(SHORT EXERCISE):
Reproduce the records below without any change, starting at the line that contains "the green tree" and ending after the line that contains "<point>239,487</point>".
__________
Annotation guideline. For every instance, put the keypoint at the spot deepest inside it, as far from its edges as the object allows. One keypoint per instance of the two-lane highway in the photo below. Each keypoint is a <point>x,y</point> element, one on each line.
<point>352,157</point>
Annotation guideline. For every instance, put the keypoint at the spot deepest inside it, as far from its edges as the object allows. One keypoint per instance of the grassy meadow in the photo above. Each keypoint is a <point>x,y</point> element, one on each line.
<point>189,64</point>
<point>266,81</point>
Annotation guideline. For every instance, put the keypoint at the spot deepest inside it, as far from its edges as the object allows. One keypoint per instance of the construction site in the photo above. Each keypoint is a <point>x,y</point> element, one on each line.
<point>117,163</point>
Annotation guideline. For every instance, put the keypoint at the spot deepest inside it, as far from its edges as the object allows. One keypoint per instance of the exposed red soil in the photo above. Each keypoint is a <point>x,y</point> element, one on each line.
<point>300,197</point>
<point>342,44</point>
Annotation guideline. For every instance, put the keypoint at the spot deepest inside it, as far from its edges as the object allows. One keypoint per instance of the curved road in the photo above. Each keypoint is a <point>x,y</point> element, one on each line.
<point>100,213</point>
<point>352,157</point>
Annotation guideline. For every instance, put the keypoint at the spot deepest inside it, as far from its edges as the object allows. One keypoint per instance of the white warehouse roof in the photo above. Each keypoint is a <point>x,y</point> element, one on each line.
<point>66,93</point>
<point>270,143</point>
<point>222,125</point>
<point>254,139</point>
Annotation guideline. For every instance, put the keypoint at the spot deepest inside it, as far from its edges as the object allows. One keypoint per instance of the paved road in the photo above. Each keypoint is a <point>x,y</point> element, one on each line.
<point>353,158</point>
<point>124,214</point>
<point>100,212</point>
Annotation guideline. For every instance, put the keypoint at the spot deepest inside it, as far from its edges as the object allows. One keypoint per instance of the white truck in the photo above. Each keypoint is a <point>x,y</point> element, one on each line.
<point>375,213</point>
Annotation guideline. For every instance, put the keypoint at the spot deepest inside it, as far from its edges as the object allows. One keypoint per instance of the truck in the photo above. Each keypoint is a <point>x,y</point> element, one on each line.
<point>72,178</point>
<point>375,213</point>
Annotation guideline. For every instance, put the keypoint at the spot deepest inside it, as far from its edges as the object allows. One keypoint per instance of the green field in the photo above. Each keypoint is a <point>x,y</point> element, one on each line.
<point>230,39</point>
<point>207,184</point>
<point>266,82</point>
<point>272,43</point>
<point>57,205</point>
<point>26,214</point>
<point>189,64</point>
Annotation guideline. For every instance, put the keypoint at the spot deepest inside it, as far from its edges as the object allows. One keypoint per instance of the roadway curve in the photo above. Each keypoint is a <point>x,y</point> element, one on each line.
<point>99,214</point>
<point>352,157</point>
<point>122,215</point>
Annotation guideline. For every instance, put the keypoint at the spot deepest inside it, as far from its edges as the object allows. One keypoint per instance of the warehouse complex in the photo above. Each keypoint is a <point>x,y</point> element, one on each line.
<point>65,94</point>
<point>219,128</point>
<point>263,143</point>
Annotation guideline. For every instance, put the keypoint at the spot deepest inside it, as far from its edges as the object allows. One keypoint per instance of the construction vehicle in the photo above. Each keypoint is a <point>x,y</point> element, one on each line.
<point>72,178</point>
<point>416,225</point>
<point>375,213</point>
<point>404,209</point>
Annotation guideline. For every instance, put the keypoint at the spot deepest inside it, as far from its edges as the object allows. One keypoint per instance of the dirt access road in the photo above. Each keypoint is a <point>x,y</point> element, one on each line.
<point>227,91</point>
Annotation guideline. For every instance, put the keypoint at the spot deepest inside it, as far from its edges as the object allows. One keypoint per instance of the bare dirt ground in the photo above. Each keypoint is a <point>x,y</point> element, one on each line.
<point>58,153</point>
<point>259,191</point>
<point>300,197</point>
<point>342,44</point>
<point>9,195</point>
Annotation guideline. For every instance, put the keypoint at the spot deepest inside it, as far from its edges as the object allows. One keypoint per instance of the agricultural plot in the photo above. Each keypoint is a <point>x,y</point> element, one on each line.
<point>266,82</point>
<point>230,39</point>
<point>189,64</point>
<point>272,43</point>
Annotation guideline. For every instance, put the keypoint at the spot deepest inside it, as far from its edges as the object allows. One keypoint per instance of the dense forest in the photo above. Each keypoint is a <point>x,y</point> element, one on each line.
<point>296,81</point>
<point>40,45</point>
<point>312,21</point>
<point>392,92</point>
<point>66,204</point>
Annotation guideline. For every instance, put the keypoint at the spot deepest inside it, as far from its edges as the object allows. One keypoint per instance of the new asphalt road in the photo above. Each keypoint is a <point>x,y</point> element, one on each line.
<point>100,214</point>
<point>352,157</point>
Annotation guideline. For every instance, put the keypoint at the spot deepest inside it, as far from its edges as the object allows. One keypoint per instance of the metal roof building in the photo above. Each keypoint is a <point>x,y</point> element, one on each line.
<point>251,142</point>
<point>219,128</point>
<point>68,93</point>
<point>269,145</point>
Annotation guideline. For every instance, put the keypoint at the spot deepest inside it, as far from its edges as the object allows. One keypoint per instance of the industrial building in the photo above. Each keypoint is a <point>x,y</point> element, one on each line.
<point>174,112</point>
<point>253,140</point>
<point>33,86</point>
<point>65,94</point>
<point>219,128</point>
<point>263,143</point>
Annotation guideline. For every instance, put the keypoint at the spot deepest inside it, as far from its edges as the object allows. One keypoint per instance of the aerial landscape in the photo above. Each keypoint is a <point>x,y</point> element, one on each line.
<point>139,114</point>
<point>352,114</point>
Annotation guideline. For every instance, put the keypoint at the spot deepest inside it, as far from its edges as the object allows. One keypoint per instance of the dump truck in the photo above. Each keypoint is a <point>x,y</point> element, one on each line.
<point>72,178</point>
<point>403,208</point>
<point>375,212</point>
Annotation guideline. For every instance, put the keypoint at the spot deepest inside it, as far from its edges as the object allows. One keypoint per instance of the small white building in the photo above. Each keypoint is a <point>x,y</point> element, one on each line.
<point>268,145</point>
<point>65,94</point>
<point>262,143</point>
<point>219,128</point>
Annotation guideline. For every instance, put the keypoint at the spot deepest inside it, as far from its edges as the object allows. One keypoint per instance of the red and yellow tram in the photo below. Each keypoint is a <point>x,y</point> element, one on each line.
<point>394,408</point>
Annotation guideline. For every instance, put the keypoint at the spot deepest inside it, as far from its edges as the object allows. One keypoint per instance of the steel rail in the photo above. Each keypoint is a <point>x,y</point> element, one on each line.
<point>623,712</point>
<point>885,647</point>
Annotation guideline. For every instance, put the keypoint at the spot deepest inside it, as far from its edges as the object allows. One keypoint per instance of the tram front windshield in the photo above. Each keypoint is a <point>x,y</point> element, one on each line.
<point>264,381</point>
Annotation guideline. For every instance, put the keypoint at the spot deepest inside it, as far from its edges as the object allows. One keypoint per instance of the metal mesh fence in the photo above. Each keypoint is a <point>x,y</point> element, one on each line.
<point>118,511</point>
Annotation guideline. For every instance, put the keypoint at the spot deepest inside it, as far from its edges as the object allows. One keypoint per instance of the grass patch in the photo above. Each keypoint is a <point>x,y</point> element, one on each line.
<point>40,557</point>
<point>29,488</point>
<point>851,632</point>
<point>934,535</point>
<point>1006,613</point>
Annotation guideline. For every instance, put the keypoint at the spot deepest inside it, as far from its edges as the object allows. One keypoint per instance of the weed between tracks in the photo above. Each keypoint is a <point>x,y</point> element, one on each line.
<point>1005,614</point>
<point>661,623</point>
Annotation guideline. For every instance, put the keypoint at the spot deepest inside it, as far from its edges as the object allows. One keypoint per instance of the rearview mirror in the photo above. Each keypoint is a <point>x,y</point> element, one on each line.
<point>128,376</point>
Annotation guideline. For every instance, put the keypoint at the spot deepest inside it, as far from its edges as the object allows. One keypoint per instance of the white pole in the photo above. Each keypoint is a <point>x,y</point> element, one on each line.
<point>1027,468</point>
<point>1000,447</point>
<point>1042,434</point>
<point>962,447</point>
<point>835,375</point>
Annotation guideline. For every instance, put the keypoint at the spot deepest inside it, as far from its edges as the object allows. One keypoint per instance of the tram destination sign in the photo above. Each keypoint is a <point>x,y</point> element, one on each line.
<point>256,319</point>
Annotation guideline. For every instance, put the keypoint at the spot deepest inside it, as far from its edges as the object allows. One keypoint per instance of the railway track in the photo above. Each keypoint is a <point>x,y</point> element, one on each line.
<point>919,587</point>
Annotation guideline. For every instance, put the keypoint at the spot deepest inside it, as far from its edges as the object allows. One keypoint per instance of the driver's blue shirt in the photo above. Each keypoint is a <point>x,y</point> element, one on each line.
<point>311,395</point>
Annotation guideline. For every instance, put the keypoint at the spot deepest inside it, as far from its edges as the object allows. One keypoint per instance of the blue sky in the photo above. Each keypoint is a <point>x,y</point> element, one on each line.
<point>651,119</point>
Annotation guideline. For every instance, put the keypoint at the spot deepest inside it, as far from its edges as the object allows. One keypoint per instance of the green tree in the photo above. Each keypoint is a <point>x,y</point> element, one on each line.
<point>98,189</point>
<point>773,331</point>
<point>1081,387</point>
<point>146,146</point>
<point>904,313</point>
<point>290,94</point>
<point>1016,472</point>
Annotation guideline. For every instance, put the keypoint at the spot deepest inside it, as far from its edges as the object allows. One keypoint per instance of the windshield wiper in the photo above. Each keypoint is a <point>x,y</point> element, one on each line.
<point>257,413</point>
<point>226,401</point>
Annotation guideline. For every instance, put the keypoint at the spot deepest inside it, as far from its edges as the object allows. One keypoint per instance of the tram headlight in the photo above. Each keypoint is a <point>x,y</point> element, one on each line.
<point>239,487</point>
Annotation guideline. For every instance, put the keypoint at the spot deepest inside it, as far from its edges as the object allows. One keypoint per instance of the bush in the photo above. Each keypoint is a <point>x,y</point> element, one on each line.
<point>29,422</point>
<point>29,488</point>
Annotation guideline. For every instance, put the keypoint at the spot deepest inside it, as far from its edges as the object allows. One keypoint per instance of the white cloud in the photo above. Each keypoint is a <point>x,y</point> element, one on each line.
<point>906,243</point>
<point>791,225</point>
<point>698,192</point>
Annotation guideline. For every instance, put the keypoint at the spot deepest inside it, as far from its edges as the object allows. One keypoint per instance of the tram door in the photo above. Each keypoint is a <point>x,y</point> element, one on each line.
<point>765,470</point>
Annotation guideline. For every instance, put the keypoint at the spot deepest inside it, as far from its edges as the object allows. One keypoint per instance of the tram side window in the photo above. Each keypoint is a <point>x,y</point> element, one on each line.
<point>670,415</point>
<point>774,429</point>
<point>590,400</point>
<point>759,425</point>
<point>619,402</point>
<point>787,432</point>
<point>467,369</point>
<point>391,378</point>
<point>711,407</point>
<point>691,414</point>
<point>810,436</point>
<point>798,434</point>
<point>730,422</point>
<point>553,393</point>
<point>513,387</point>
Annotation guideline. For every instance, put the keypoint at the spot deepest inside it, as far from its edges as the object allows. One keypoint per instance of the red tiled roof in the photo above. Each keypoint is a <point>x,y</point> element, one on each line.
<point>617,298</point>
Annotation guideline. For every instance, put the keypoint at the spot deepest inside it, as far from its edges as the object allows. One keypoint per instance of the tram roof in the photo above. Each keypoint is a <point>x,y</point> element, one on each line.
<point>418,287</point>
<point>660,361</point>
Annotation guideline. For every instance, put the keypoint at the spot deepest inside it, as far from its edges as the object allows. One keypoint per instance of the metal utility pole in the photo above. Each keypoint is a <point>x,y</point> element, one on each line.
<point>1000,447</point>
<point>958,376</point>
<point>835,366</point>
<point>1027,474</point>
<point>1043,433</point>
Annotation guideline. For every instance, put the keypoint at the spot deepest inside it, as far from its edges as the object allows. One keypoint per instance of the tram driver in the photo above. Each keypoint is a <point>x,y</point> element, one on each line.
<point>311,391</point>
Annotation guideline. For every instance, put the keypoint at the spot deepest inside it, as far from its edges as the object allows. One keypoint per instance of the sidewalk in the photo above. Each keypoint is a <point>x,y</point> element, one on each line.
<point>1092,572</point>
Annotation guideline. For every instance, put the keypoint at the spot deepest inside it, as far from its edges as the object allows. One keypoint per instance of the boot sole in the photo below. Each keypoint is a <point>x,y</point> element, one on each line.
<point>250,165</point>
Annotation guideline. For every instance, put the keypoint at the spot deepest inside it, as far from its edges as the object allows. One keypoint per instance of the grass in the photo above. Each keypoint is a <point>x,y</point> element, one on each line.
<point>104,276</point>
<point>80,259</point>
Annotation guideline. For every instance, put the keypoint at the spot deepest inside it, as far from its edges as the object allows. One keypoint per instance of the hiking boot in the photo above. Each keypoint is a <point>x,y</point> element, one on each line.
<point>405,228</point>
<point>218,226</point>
__________
(TASK ANSWER):
Annotation guideline. For every instance, put the keypoint at the spot deepest inside it, as far from its edges as the object allows. One keypoint per instance of the green tree in the photo above. Each keypoint is a <point>x,y</point> element, one on each line.
<point>98,189</point>
<point>773,331</point>
<point>1081,387</point>
<point>146,146</point>
<point>904,313</point>
<point>290,94</point>
<point>1016,472</point>
Annotation guideline. For every instance, put the keypoint at the spot deepest inside it, as far from its edges as the object allows. One keypoint per instance of the windshield wiper in the photo above. Each keypoint is a <point>x,y</point> element, one on each line.
<point>257,413</point>
<point>226,401</point>
Annotation guideline. For every instance, put the keypoint at the spot deepest inside it, as far from its edges as the object allows. One keypoint per instance of the tram headlight in the photo above. Each keypoint is a <point>x,y</point> element, one on each line.
<point>239,487</point>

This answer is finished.